指点与标注条目>
+-------+
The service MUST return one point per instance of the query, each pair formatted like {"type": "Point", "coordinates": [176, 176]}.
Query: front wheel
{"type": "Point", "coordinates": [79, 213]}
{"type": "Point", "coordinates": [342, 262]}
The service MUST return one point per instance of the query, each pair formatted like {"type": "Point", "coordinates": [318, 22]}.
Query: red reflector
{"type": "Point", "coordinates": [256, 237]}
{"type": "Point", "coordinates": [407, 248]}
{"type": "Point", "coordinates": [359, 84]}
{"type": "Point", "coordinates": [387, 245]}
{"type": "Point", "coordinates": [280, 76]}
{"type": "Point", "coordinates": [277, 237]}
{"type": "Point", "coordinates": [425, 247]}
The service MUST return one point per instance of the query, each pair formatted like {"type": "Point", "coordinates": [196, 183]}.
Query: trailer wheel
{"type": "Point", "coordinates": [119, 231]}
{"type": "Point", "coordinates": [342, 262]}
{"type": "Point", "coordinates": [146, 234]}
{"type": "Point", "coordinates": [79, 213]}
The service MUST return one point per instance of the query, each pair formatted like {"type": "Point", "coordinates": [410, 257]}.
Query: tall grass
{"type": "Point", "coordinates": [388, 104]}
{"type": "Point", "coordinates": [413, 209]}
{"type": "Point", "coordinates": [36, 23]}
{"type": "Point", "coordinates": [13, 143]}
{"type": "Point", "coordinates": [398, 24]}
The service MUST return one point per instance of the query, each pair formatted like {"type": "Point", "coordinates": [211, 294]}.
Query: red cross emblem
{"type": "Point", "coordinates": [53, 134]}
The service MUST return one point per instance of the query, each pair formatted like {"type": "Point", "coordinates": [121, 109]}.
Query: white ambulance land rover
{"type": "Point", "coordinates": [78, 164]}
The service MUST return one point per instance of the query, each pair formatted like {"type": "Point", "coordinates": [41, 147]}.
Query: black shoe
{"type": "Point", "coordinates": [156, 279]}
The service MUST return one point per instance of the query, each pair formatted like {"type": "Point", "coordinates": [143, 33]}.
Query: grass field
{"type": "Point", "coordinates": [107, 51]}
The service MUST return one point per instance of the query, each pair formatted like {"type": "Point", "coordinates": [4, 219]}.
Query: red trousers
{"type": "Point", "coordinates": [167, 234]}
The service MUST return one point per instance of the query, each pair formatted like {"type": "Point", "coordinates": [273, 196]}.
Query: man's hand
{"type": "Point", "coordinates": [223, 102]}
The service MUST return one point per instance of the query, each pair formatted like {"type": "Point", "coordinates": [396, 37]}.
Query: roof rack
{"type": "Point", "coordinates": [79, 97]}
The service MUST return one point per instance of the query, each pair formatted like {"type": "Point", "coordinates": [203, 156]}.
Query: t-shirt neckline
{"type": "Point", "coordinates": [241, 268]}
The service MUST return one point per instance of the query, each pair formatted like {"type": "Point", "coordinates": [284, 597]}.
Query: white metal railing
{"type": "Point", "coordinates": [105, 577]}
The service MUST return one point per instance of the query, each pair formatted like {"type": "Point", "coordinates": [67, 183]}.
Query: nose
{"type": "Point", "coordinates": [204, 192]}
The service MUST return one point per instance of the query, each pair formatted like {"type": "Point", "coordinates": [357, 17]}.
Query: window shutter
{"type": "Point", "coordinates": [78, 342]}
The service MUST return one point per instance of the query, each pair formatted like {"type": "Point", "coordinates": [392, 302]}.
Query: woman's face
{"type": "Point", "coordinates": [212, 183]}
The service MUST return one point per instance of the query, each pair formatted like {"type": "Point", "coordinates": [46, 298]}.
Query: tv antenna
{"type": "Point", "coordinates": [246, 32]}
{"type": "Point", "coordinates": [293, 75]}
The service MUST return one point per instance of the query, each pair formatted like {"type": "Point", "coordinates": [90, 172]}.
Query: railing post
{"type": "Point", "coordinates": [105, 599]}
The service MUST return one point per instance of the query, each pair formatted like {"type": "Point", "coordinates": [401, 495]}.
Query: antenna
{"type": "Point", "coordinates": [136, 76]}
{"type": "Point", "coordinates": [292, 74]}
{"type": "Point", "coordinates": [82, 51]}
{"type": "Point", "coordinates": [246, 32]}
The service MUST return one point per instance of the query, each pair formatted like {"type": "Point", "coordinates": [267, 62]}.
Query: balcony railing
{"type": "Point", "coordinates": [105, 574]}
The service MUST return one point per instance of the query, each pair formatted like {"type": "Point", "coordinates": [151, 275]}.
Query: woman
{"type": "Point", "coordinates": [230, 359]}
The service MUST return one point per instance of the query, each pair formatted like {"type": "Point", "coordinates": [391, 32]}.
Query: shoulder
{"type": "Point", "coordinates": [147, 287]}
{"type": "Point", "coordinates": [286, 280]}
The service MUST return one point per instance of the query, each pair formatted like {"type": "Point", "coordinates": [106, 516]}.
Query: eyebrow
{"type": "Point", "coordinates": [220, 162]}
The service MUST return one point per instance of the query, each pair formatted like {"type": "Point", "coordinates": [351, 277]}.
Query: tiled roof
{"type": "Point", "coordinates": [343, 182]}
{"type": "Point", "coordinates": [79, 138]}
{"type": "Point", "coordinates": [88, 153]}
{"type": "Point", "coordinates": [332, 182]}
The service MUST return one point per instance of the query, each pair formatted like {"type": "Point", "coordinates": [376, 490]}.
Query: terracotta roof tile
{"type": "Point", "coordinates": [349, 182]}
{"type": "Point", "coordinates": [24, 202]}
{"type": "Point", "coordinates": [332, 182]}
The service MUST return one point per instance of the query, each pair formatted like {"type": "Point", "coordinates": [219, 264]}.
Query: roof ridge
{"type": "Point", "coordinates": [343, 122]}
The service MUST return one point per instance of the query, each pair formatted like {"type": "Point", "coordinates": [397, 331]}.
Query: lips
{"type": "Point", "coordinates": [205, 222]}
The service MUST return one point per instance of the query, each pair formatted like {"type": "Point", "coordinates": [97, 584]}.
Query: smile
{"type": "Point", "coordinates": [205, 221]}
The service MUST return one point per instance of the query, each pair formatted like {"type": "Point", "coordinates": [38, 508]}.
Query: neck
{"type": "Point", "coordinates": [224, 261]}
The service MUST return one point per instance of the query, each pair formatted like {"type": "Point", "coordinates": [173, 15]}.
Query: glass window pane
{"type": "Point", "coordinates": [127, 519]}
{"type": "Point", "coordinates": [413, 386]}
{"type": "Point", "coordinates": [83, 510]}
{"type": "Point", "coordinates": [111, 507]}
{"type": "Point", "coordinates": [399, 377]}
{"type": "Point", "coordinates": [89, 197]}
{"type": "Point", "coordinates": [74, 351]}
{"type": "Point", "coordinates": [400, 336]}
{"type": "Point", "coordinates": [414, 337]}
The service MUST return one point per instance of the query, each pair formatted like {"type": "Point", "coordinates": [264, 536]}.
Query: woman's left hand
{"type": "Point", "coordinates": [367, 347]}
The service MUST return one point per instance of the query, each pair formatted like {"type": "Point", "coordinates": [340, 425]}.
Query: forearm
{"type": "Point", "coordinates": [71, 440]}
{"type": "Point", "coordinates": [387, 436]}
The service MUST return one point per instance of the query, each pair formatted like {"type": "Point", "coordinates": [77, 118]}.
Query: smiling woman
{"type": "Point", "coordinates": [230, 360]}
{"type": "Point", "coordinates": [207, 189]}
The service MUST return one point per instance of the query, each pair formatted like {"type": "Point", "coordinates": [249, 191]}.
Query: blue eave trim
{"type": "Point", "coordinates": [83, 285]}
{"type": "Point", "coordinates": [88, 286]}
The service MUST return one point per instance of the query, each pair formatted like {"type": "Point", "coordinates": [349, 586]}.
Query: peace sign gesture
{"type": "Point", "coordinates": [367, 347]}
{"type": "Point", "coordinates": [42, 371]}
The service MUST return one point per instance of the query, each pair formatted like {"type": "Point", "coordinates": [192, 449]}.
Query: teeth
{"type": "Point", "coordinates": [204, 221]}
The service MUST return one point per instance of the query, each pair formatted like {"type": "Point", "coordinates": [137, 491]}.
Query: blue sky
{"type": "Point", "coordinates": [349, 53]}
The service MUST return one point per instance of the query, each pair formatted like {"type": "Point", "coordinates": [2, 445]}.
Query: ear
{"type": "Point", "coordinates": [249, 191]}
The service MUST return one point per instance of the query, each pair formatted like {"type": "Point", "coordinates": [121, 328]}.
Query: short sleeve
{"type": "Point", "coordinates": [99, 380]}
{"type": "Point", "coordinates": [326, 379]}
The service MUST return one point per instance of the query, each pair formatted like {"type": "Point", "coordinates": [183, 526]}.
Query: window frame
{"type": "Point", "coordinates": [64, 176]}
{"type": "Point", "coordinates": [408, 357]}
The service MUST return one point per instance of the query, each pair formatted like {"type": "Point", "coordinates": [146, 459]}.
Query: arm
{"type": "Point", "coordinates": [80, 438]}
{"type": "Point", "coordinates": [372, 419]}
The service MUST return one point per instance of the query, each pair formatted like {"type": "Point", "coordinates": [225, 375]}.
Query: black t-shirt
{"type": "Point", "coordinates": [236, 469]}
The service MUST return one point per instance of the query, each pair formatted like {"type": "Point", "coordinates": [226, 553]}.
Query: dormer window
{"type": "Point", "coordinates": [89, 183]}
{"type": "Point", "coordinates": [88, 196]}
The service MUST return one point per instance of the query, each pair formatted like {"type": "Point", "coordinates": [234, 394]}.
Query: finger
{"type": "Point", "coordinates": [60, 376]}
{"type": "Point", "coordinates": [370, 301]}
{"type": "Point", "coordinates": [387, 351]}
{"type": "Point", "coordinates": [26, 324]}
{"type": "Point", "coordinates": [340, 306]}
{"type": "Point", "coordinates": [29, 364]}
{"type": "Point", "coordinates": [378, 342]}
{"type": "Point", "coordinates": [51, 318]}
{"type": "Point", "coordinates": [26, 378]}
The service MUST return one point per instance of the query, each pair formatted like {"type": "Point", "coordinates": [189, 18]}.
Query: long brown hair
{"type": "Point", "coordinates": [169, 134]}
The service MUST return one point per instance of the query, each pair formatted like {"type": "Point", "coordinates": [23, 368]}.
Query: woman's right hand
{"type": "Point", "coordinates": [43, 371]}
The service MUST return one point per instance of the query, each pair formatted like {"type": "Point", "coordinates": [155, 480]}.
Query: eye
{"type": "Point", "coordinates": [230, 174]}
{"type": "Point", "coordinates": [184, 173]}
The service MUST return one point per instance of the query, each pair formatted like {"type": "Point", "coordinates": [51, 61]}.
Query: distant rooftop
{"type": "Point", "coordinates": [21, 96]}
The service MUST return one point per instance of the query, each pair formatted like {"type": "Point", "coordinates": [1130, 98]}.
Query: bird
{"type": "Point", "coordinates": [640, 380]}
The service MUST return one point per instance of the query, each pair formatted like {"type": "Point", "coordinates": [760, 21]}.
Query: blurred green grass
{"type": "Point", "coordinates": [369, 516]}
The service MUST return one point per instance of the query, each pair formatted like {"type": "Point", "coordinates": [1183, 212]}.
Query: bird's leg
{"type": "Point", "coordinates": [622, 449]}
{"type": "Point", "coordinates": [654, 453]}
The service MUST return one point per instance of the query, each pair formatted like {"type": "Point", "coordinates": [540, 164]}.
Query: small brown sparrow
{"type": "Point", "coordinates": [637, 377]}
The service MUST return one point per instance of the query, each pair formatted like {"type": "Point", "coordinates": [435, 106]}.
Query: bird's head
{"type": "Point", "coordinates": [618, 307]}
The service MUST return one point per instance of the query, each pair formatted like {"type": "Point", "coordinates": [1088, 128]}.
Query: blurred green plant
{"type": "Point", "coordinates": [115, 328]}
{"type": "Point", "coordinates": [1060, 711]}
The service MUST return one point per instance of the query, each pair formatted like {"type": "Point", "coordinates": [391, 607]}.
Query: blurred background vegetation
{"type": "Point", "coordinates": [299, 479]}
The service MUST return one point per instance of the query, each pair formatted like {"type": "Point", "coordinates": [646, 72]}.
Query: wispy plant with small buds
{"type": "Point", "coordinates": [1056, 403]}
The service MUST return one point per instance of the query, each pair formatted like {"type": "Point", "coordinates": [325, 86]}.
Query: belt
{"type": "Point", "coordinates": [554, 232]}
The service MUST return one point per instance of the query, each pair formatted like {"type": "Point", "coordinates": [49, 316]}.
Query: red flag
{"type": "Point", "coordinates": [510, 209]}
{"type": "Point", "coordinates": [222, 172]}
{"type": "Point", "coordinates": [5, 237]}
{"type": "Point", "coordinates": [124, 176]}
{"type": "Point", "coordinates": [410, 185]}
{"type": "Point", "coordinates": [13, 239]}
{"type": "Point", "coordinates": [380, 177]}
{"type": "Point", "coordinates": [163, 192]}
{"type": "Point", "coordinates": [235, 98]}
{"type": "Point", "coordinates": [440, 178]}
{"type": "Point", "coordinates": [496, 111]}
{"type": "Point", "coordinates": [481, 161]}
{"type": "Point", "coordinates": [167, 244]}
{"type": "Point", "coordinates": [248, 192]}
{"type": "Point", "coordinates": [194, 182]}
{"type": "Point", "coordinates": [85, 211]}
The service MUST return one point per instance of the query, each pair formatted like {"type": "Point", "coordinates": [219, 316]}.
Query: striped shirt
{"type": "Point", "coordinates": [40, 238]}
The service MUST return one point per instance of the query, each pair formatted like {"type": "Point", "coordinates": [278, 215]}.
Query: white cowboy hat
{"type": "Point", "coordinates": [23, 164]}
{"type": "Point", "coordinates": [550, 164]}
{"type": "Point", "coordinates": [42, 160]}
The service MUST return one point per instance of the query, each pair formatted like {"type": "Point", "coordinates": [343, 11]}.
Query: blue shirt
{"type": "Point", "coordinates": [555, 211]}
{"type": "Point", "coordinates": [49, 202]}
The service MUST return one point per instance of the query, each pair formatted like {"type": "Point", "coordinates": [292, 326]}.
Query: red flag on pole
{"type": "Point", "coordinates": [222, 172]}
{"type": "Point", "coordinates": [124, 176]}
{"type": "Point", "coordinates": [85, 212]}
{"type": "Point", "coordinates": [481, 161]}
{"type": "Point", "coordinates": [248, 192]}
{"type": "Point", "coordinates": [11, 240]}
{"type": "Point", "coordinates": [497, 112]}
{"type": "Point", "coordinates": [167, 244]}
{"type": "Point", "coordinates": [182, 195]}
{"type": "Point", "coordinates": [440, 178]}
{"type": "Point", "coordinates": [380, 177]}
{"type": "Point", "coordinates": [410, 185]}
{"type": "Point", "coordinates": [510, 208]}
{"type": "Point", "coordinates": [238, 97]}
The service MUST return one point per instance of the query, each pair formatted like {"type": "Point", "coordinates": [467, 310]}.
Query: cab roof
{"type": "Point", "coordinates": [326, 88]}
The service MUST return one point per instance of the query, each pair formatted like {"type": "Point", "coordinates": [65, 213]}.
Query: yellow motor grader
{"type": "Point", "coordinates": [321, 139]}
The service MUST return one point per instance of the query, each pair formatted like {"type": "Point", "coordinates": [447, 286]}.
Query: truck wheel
+-------+
待完成任务>
列出上面条目中所有含有字符串“white”的行，整行照抄，区分大小写。

本题解答>
Query: white ambulance land rover
Query: white metal railing
Query: white cowboy hat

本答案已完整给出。